> [Task statement]: Can you output every line of the records below as a numbered list, leaving out blank lines and the pictures?

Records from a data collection
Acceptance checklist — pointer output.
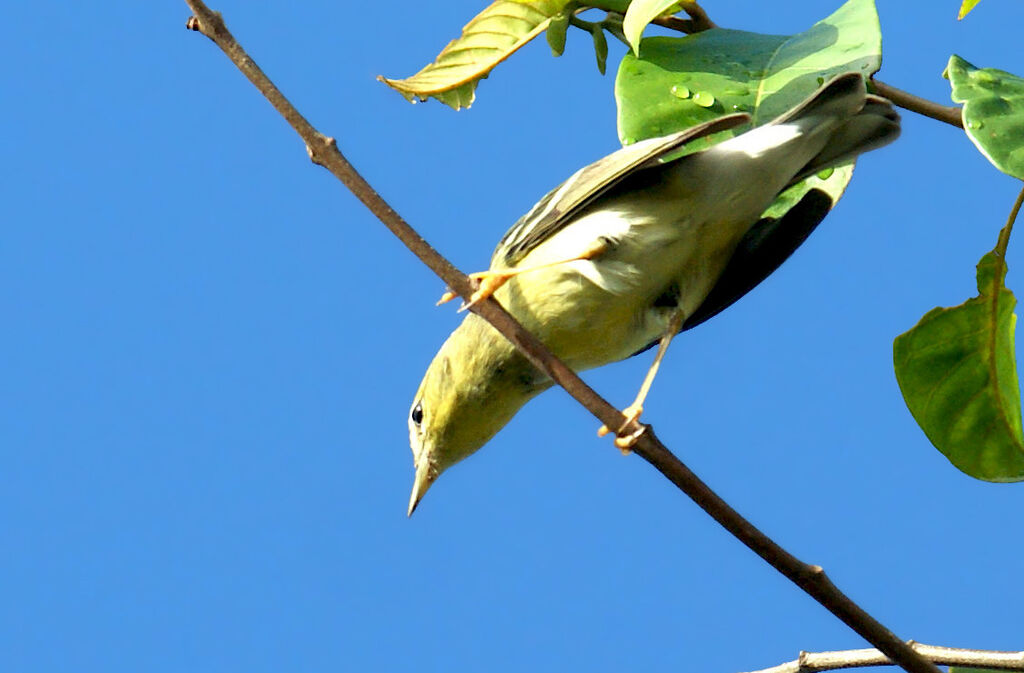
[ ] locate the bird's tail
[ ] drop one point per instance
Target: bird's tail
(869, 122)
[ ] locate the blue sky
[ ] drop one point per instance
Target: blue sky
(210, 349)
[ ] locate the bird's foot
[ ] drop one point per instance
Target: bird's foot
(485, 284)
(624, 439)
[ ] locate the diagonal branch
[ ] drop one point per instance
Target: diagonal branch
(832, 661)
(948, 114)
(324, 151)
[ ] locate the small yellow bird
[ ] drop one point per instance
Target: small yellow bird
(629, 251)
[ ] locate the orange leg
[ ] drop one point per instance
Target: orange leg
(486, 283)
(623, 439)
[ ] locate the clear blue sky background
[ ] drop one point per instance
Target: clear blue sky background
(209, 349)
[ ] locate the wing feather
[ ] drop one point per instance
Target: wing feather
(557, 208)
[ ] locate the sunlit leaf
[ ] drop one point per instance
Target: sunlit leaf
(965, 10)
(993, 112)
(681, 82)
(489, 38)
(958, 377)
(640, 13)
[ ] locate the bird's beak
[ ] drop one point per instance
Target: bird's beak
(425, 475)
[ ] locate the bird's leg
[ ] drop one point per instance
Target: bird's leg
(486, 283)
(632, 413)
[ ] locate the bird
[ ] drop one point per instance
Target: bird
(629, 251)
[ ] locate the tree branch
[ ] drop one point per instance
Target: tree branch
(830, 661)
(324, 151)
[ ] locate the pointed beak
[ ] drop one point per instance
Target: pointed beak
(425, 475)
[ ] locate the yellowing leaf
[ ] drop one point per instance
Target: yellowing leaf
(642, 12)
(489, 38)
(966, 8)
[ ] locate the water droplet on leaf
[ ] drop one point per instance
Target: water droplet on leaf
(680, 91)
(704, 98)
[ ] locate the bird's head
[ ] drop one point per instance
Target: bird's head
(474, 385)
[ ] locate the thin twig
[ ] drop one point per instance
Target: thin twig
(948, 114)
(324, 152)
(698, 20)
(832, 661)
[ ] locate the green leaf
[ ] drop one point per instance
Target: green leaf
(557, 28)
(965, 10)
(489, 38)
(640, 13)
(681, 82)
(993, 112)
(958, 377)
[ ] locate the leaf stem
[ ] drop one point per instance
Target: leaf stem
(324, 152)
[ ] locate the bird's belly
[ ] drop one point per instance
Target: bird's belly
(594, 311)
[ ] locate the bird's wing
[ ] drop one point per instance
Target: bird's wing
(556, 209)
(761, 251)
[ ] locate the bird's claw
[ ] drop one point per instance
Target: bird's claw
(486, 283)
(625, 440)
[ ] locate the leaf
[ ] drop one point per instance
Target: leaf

> [Solution below]:
1. Acceptance checklist — pointer output.
2. [ ] locate the bird's tail
3. [ ] drop one point per instance
4. Target: bird's tail
5. (869, 122)
6. [ ] locate the blue sky
7. [ ] drop one point per instance
8. Target: blue sky
9. (210, 349)
10. [ ] locate the bird's foot
11. [ ] drop one point per instance
12. Target: bird's foot
13. (485, 284)
14. (624, 439)
15. [ ] locate the diagonal branch
16. [ ] drop one point per instance
17. Target: diagonal branch
18. (832, 661)
19. (948, 114)
20. (324, 151)
21. [ ] locate the small yellow bird
22. [ ] drop one point per instance
23. Target: small yellow bird
24. (629, 251)
25. [ ] locate the orange leg
26. [ ] drop one point per instance
27. Target: orange leg
28. (486, 283)
29. (623, 439)
30. [ ] locate the clear blue sky background
31. [ ] drop one point per instance
32. Target: clear blue sky background
33. (209, 349)
34. [ ] locate the wing feather
35. [ ] drop one point per instance
36. Target: wing feather
37. (557, 208)
38. [ ] locate the sunlit leaf
39. [ ] drop one point per instance
40. Target: sunlit leaf
41. (965, 10)
42. (993, 112)
43. (681, 82)
44. (489, 38)
45. (958, 377)
46. (640, 13)
47. [ ] locate the bird's beak
48. [ ] drop one point per instance
49. Target: bird's beak
50. (425, 475)
51. [ ] locate the bird's leg
52. [ ] drop one point per instance
53. Target: bird's leg
54. (486, 283)
55. (632, 413)
56. [ ] locate the bird
57. [ ] drop one point per instance
58. Target: bird
59. (629, 251)
60. [ ] locate the tree branch
61. [ ] drop one point per instance
62. Target: tree branch
63. (830, 661)
64. (324, 151)
65. [ ] locate the pointed beak
66. [ ] drop one point per instance
67. Target: pointed beak
68. (425, 475)
69. [ ] locate the yellowing leaf
70. [ ] drop one point per instance
71. Target: yellowing leaf
72. (642, 12)
73. (489, 38)
74. (966, 8)
75. [ ] locate the water droplet on leaf
76. [ ] drop one point per instance
77. Target: water droplet on leaf
78. (680, 91)
79. (704, 98)
80. [ ] locate the bird's head
81. [ ] drop one point per instance
82. Target: bird's head
83. (474, 385)
84. [ ] locate the thin twig
85. [ ] drop one point per instance
86. Target: thin twig
87. (948, 114)
88. (324, 152)
89. (698, 20)
90. (832, 661)
91. [ ] locate the green leaf
92. [ ] drop one point per instance
93. Target: green leaf
94. (557, 28)
95. (965, 10)
96. (489, 38)
97. (640, 13)
98. (681, 82)
99. (993, 112)
100. (958, 377)
101. [ ] locate the leaf stem
102. [ ] drop one point per instance
103. Target: leaf stem
104. (324, 152)
105. [ ] locate the bird's belly
106. [ ] drop one point per instance
107. Target: bird's belly
108. (594, 311)
109. [ ] locate the bird's wing
110. [ ] drop one point per instance
111. Target: bird's wing
112. (556, 209)
113. (761, 251)
114. [ ] locate the bird's claw
115. [ ] drop one point per instance
116. Target: bird's claw
117. (486, 283)
118. (625, 440)
119. [ ] locate the leaf
120. [ ] drop one point per instance
121. Target: leaf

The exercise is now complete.